### Exercise aim
Produce an exact copy of the lines from the line containing "If you could mark the lotus" through the last line of the entries below, and only those lines.

[Data items]
- - -

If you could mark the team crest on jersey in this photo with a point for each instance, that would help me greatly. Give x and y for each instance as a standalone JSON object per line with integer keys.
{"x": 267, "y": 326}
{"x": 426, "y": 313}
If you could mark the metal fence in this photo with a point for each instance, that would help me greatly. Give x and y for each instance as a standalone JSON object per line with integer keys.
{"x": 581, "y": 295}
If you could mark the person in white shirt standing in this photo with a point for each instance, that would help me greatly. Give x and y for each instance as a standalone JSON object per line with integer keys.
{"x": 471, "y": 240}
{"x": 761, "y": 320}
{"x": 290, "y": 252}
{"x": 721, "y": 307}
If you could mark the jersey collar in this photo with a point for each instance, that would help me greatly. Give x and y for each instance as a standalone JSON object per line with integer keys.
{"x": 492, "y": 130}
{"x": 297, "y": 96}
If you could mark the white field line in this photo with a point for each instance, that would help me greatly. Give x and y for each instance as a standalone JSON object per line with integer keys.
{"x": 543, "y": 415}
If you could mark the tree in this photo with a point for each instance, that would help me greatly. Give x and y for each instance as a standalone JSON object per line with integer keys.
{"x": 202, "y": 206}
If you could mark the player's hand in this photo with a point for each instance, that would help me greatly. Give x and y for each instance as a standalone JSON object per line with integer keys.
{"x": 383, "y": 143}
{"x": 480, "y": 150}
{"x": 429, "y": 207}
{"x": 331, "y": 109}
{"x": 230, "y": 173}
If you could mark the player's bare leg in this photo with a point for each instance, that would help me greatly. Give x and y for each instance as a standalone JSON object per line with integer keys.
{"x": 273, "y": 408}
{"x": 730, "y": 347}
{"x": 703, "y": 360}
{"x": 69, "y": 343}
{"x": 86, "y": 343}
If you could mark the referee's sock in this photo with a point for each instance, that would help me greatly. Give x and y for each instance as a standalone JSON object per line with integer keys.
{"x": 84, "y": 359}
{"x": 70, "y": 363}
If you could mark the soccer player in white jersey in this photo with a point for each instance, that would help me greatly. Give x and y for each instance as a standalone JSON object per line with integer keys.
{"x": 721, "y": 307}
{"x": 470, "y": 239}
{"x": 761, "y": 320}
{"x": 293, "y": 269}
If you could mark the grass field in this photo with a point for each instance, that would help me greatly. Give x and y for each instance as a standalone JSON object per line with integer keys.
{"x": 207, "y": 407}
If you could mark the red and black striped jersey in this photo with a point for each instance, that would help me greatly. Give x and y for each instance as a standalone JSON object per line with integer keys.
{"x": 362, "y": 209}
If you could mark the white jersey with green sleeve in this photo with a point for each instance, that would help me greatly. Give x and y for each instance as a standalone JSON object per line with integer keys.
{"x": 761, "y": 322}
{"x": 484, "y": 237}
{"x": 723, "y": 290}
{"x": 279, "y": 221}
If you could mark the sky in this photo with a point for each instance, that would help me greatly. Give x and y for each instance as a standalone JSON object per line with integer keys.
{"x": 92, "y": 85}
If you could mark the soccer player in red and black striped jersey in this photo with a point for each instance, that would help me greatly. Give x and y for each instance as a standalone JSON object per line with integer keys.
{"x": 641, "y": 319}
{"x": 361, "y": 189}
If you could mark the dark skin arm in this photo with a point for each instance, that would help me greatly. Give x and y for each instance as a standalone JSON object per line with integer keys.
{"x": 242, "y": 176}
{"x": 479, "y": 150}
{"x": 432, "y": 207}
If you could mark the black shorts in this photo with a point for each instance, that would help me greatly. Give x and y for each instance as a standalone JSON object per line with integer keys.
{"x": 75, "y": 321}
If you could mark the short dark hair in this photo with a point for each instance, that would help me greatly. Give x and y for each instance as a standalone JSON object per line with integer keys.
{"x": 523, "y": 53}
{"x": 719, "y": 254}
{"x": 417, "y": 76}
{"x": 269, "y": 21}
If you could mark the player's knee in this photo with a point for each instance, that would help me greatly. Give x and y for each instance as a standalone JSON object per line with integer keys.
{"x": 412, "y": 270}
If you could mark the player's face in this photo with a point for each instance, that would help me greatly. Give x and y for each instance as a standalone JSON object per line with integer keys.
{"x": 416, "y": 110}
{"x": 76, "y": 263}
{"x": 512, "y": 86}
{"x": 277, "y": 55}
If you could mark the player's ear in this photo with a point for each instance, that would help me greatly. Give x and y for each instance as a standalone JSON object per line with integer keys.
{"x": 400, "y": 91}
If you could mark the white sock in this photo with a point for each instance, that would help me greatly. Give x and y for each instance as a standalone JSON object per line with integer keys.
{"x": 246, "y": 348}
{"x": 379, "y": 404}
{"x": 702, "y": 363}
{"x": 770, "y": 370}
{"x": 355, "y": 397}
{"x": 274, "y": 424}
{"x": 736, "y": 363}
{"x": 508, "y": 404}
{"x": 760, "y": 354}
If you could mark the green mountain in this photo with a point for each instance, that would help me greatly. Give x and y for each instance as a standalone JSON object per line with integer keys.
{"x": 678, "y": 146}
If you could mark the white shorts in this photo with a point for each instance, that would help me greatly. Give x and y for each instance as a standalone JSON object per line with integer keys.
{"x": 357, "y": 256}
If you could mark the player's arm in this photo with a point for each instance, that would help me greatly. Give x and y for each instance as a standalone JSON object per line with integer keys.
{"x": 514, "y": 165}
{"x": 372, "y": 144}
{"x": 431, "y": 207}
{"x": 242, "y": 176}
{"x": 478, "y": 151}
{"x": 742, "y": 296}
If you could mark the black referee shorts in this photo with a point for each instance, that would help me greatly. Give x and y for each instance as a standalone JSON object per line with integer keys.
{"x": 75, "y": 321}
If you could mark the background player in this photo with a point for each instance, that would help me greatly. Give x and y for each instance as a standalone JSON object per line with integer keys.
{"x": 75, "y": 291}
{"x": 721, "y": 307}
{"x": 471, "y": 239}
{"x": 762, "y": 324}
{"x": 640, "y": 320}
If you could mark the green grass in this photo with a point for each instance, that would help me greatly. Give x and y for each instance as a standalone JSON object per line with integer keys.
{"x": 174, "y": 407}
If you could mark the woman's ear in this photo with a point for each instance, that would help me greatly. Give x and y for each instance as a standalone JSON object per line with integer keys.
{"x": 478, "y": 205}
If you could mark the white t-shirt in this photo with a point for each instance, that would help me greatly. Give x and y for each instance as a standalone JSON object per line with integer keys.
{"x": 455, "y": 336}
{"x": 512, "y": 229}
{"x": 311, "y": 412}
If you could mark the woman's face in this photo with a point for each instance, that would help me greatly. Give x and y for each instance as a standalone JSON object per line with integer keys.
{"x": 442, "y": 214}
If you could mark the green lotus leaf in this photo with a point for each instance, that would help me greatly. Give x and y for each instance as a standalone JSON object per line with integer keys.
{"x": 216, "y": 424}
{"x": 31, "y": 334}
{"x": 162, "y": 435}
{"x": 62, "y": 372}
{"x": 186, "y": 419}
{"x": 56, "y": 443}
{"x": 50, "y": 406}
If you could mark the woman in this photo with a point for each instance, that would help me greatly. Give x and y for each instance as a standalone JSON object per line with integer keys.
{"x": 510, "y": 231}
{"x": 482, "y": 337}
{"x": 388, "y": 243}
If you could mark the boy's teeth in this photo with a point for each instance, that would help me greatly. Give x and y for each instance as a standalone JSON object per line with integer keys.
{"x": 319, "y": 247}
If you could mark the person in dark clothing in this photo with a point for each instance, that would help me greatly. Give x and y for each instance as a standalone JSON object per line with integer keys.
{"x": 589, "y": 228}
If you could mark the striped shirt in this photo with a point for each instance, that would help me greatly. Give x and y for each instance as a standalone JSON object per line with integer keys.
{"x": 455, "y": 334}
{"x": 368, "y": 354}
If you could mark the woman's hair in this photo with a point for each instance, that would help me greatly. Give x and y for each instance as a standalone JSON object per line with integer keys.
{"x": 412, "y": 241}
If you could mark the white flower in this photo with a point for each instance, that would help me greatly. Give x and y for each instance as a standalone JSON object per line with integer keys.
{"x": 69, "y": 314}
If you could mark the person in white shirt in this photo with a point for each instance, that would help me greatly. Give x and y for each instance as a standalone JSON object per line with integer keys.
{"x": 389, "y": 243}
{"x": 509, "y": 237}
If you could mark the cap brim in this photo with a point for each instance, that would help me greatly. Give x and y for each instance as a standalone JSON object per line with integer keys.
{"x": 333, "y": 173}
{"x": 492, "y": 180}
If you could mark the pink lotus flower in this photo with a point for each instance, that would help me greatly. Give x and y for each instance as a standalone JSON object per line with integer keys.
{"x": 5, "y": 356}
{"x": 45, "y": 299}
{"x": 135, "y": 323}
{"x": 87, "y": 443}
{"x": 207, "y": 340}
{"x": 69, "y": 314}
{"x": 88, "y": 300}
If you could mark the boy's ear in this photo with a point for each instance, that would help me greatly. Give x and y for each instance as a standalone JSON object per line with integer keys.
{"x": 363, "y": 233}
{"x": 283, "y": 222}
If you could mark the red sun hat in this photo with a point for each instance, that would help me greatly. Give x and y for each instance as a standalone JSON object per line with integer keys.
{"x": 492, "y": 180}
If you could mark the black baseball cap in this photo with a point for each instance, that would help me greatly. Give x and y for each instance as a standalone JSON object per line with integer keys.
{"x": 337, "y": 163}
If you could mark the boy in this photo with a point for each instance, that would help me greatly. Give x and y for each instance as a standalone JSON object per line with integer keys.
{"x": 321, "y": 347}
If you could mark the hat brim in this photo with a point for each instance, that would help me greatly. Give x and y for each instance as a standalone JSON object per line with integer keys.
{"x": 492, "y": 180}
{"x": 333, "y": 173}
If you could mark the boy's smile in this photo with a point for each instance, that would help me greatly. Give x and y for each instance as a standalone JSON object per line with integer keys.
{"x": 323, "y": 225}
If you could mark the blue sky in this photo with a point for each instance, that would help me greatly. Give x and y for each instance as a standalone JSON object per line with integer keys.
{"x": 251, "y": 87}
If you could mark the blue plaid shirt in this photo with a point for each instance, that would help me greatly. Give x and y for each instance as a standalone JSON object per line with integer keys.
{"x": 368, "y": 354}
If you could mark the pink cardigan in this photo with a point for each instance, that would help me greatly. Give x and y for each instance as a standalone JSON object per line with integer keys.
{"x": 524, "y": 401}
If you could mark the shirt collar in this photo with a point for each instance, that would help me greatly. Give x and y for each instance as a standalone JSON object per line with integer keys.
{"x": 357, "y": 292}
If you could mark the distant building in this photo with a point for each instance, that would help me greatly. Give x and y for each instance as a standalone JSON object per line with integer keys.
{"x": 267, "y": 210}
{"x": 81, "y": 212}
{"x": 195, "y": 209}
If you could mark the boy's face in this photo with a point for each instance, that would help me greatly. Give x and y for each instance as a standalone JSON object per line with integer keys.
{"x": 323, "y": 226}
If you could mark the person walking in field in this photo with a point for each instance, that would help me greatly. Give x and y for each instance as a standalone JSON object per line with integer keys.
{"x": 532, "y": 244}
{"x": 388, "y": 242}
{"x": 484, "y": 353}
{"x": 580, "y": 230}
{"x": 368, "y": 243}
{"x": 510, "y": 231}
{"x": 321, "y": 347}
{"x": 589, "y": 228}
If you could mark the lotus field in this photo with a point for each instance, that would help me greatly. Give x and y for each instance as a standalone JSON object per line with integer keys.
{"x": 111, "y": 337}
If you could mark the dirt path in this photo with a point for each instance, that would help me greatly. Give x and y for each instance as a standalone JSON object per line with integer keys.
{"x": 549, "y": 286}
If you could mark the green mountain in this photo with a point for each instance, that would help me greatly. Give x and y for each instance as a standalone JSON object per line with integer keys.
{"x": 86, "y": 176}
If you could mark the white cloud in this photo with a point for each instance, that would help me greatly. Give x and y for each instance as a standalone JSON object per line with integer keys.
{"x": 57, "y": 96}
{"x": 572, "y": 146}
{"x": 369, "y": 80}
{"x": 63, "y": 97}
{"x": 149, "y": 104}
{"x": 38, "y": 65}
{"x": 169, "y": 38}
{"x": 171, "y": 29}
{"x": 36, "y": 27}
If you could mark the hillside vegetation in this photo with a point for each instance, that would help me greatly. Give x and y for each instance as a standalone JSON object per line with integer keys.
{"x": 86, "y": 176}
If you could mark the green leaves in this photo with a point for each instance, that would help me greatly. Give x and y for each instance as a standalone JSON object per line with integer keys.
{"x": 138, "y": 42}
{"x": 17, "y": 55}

- - -

### Answer area
If you could mark the lotus field in this photo with a point for each instance, that would help me greatly. Give x and y for each instance as a standalone JSON object per line with integer keys.
{"x": 111, "y": 337}
If you could mark the dirt path in this photo with a point for each instance, that would help me greatly. Give x and y for each instance as a standalone JSON object per line with integer keys.
{"x": 549, "y": 286}
If you could mark the green mountain in this photo with a point for each instance, that would help me greatly. Give x and y for each instance as a standalone JSON object per line with integer keys.
{"x": 86, "y": 176}
If you could mark the white cloud in this photo with a point for each instance, that would help me greatly. Give x and y for each instance as a standalone JSON object per line with integer keys.
{"x": 57, "y": 96}
{"x": 572, "y": 146}
{"x": 369, "y": 80}
{"x": 63, "y": 97}
{"x": 149, "y": 104}
{"x": 38, "y": 65}
{"x": 169, "y": 38}
{"x": 171, "y": 29}
{"x": 36, "y": 27}
If you could mark the hillside vegetation in this photo with a point for each instance, that would help me greatly. Give x and y for each instance as a standalone JSON object per line with integer keys.
{"x": 86, "y": 176}
If you could mark the green leaves in this photo with a point for each instance, that would help me greatly. Give x and y for each instance as a standalone JSON object per line with integer keys.
{"x": 138, "y": 42}
{"x": 17, "y": 55}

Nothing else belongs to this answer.